▶ Try it: Pick out each line of the records in which the word "coat" appears.

▶ Supplied material:
......
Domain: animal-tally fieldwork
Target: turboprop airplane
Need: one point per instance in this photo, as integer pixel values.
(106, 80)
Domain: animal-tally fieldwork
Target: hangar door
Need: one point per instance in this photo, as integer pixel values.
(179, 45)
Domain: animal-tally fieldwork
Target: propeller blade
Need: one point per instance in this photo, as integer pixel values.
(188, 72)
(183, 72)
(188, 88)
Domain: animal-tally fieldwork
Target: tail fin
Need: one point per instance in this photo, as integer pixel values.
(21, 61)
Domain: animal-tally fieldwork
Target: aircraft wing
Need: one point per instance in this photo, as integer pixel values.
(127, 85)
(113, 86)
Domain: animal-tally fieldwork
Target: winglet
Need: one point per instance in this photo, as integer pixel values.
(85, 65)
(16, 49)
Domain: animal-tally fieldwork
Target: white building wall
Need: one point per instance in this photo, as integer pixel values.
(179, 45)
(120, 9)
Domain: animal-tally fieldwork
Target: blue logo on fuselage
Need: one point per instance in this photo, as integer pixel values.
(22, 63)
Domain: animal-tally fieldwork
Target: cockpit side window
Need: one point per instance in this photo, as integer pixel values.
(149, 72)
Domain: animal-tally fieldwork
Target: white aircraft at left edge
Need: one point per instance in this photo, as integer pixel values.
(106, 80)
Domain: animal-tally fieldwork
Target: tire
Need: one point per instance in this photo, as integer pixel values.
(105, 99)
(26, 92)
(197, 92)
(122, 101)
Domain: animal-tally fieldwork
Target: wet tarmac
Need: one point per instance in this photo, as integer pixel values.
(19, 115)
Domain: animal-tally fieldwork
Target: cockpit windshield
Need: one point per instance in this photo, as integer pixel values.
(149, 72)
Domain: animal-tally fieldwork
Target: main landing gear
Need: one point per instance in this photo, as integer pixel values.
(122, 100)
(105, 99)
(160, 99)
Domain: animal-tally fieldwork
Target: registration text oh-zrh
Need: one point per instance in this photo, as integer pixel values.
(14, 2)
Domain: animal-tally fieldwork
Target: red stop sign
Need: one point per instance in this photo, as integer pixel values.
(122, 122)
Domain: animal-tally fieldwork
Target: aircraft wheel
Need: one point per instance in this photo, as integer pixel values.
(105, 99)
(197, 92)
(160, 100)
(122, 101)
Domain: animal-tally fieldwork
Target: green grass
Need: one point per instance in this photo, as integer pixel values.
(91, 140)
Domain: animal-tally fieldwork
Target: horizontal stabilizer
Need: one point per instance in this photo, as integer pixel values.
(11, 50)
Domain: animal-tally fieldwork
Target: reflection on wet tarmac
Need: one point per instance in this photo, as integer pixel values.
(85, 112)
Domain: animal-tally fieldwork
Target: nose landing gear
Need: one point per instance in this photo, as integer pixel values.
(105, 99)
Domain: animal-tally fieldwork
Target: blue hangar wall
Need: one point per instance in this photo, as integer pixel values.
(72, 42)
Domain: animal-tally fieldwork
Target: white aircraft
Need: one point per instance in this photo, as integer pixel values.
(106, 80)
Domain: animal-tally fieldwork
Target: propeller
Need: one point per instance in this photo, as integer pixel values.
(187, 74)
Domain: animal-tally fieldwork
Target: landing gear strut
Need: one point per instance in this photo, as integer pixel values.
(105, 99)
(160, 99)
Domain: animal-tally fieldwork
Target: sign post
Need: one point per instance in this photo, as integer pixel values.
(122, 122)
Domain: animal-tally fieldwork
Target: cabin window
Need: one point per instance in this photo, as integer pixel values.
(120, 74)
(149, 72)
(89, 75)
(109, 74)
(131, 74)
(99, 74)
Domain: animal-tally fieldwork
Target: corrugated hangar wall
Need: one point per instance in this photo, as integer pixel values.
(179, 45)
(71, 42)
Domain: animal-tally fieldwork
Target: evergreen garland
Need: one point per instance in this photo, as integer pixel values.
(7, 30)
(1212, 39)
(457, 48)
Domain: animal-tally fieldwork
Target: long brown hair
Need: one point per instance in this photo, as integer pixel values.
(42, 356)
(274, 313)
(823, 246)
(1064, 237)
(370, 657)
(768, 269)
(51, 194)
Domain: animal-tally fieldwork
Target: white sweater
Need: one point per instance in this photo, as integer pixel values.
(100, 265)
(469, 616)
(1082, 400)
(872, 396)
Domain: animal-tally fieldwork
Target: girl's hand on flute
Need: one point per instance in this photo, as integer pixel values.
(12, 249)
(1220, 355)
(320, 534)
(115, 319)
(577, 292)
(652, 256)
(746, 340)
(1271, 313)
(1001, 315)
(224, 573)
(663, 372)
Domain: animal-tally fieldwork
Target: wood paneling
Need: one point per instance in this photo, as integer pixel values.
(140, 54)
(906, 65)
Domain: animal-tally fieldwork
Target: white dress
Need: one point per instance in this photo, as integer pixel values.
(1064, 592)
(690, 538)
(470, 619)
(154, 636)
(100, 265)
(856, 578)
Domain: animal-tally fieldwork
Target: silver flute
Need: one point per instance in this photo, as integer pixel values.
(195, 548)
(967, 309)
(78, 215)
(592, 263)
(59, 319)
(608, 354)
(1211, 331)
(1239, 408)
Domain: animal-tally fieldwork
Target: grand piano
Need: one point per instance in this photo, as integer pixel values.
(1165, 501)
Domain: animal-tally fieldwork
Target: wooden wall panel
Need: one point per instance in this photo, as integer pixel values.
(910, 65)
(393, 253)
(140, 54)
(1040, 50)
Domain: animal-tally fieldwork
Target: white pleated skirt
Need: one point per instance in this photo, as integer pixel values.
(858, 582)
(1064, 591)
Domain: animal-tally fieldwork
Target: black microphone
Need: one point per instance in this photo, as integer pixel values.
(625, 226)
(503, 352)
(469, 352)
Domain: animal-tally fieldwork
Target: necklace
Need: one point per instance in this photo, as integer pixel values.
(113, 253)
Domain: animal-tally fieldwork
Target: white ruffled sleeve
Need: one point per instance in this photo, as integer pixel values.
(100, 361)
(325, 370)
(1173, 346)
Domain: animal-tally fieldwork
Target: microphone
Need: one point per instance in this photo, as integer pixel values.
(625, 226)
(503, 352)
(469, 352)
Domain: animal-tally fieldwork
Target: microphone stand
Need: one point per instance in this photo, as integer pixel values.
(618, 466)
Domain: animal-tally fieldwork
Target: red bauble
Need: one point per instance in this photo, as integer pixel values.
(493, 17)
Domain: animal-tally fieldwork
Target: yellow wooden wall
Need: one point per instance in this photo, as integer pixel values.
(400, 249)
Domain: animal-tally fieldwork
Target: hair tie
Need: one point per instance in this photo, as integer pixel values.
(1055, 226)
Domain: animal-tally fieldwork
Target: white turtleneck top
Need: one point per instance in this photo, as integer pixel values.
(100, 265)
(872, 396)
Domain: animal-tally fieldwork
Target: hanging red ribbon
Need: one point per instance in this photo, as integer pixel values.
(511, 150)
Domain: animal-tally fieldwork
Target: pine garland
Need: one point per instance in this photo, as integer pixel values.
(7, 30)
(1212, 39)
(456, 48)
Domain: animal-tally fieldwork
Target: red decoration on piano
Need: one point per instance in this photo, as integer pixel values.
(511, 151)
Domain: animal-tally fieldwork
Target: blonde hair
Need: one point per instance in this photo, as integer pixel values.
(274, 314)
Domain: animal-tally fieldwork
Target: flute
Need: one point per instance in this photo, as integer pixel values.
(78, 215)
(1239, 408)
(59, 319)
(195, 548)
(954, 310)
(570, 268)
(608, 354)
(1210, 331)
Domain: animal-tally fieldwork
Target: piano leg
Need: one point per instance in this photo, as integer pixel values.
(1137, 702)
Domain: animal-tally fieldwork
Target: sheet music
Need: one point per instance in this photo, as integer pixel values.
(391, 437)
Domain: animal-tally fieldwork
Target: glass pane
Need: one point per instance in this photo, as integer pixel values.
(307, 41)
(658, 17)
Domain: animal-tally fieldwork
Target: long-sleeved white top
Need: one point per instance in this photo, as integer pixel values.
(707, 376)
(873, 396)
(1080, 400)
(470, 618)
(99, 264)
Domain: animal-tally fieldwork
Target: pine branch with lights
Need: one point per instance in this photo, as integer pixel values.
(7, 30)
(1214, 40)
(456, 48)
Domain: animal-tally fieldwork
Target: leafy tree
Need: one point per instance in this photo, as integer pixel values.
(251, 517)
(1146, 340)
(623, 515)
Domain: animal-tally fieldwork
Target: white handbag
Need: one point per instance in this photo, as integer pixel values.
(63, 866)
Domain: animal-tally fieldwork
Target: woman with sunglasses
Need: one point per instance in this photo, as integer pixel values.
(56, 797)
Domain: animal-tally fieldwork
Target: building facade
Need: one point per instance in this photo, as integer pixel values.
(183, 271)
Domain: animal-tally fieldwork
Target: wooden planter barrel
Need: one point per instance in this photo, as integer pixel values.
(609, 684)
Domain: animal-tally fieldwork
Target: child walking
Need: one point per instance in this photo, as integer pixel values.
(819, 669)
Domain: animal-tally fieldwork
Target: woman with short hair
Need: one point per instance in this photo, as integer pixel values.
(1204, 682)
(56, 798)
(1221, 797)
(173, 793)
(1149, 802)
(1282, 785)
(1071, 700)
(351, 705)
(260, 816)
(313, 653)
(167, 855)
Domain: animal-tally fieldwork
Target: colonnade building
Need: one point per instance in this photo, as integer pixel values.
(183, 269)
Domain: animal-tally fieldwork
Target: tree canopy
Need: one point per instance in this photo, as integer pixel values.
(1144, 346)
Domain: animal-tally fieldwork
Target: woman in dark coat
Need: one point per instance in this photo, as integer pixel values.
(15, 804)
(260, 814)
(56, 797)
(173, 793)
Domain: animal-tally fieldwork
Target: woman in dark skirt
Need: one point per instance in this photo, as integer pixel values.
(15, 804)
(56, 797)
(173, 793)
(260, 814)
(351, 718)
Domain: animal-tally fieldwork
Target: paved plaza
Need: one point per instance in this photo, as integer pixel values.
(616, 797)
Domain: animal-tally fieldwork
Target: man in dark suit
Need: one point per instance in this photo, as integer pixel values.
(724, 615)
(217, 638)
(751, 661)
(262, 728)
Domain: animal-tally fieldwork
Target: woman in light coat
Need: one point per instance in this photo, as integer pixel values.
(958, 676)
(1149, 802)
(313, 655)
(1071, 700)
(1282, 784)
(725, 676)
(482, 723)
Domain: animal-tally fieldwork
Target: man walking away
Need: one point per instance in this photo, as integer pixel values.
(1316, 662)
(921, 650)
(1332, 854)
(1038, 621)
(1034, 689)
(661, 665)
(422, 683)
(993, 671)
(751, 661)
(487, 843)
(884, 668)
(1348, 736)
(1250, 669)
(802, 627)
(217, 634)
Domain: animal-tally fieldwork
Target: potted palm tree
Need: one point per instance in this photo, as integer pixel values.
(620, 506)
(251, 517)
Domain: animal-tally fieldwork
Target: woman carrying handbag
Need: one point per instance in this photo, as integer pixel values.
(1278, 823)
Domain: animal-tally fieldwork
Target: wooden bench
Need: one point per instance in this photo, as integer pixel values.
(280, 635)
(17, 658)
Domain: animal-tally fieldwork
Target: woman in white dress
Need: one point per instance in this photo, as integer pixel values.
......
▶ Answer space:
Target: woman in dark coat
Target: woman in light coat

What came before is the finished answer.